*Text shown*
Why argue with success? While The World is Not Enough does away with such niceties as "logic" and "believability," it does feature enough corny sex puns to keep the average dull-normal 14-year-old boy amused for its two-hour run time.
Basically, every other line in the film is a variant on the old "That's what she said...last night...in bed!!!" joke. Within five minutes of the start of the film, Bond is making some fairly obvious allusions while handing Miss Moneypenny a cigar, which is a bad sign, no doubt. Luckily, the jokes don't get any more sophisticated, and the last line in the film is an atrocious groaner that somehow manages to make "Christmas" sound dirty.
But really, how much do we expect from a James Bond film? They're all basically just collections of scenes from other James Bond films, and I assume that's what the fans go in to see. If that's all you're after, I suppose you might find World is Not Enough reasonably satisfying, especially if you like large-breasted women and deformed super-villains.

*Parts of the exercise*
(A) Answer each question from the review.
(i) What run time does the review give for the film?
(ii) What does Bond hand Miss Moneypenny within five minutes of the start?
(iii) What word does the film's last line make sound dirty?
(B) Reproduce the stretch of the review from "Why argue with" through "two-hour run time.".

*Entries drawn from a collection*
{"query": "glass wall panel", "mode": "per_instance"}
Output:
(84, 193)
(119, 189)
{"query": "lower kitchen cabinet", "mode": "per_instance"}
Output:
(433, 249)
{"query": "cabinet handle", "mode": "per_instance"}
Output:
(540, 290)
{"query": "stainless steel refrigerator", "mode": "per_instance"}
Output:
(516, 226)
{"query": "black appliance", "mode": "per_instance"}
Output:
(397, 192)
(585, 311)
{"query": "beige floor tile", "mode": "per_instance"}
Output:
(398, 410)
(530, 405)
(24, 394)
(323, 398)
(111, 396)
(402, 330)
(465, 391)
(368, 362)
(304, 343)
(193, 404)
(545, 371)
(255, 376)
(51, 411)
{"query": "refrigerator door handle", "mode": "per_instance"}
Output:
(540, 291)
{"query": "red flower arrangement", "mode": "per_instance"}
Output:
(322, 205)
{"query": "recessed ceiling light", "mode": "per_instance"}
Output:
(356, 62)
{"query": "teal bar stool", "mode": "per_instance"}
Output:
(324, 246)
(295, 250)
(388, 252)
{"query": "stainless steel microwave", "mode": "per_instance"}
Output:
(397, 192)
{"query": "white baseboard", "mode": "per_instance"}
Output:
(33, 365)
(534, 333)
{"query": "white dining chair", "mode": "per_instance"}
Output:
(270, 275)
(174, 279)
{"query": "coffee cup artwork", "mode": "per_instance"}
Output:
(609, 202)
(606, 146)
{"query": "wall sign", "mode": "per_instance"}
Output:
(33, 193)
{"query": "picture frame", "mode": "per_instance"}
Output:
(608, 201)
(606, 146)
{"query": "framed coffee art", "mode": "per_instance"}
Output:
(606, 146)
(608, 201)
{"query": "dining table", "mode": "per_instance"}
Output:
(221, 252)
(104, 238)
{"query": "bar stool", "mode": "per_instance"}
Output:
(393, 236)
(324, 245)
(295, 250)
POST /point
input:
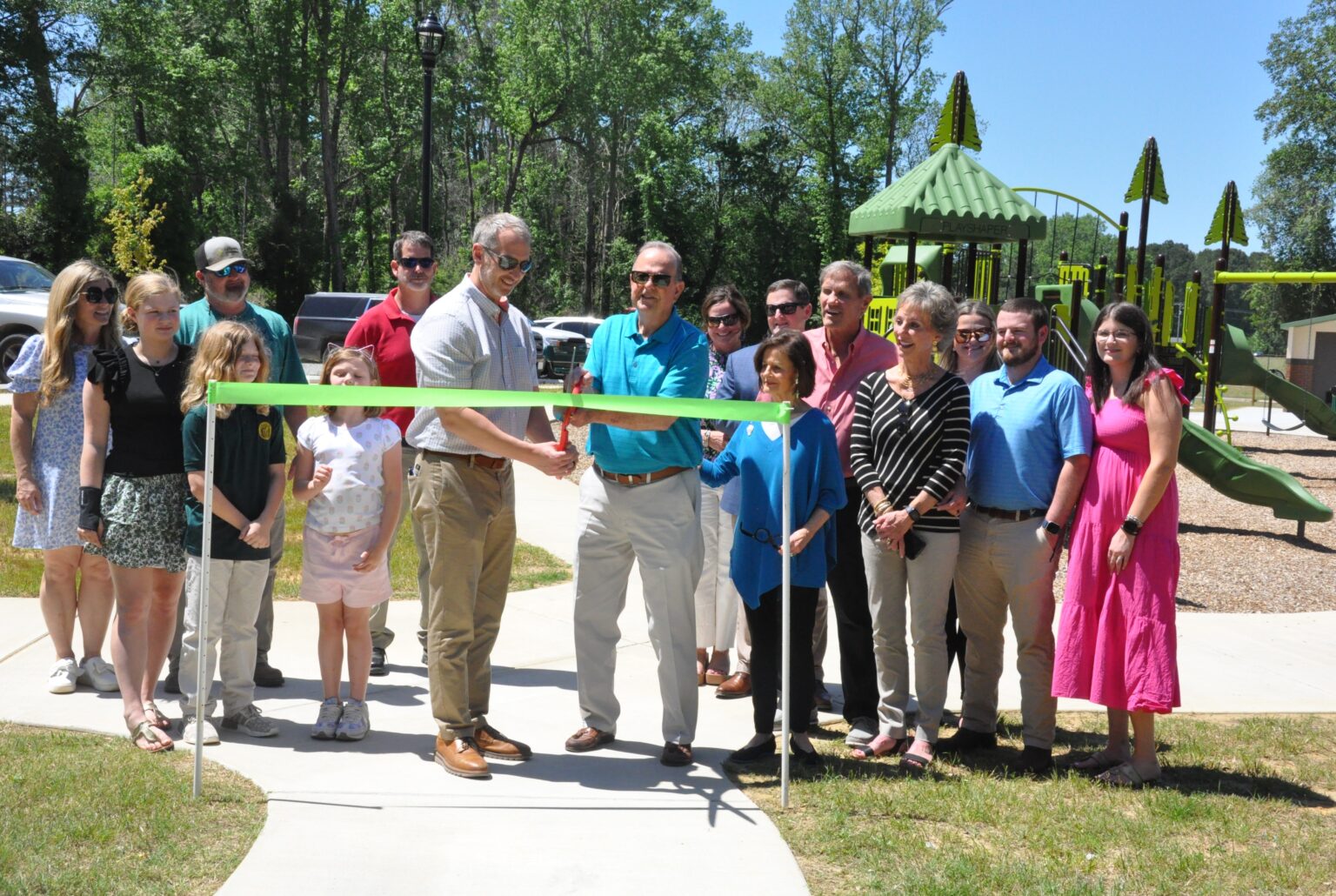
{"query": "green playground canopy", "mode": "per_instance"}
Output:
(949, 197)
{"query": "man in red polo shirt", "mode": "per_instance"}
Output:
(385, 331)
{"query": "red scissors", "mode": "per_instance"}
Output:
(565, 419)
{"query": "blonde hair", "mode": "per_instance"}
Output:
(57, 354)
(216, 358)
(351, 354)
(146, 286)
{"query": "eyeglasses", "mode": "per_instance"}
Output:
(662, 281)
(972, 336)
(1114, 336)
(765, 537)
(509, 262)
(97, 296)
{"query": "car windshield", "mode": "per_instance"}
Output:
(23, 275)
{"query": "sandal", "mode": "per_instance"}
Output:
(1099, 761)
(915, 763)
(150, 739)
(880, 746)
(157, 718)
(1128, 776)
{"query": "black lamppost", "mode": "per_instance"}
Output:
(431, 37)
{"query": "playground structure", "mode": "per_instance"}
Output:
(950, 202)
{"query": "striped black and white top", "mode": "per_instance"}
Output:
(910, 445)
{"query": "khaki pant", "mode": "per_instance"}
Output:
(234, 594)
(381, 634)
(926, 581)
(1004, 566)
(656, 525)
(466, 514)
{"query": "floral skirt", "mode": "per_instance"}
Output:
(144, 521)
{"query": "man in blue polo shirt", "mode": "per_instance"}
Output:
(1029, 453)
(640, 501)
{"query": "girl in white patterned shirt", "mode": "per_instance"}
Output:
(348, 471)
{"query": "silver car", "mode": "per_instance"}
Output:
(24, 292)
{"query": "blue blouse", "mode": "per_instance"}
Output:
(818, 481)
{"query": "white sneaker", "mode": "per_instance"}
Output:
(63, 678)
(209, 736)
(354, 724)
(326, 724)
(97, 674)
(249, 721)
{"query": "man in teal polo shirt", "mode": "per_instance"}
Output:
(640, 501)
(1031, 439)
(224, 274)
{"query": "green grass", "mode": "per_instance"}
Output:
(86, 813)
(1244, 806)
(22, 572)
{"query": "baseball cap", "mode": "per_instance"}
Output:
(217, 252)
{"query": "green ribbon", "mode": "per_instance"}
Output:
(284, 394)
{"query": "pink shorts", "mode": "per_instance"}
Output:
(328, 574)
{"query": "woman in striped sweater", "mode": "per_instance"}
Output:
(912, 429)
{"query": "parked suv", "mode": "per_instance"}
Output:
(24, 294)
(565, 342)
(325, 318)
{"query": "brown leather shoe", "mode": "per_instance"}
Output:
(734, 686)
(676, 755)
(498, 746)
(461, 758)
(588, 739)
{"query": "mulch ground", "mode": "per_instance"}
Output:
(1236, 557)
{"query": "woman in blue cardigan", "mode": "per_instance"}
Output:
(787, 373)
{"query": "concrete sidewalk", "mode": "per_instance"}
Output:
(379, 813)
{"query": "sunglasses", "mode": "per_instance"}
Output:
(509, 262)
(97, 296)
(972, 336)
(662, 281)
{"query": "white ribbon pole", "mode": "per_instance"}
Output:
(785, 528)
(204, 551)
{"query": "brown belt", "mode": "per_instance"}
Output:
(1014, 516)
(471, 459)
(640, 478)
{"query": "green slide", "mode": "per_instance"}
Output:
(1239, 369)
(1228, 471)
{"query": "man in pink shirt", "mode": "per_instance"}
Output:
(385, 330)
(846, 353)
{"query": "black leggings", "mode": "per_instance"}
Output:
(765, 629)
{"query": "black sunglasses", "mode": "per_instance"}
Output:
(97, 296)
(662, 281)
(509, 262)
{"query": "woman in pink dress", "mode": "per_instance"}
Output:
(1116, 643)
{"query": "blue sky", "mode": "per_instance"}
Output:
(1079, 84)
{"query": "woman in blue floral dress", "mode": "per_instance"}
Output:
(45, 434)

*Your responses*
(A)
(i) Two hours
(ii) A cigar
(iii) "Christmas"

(B)
Why argue with success? While The World is Not Enough does away with such niceties as "logic" and "believability," it does feature enough corny sex puns to keep the average dull-normal 14-year-old boy amused for its two-hour run time.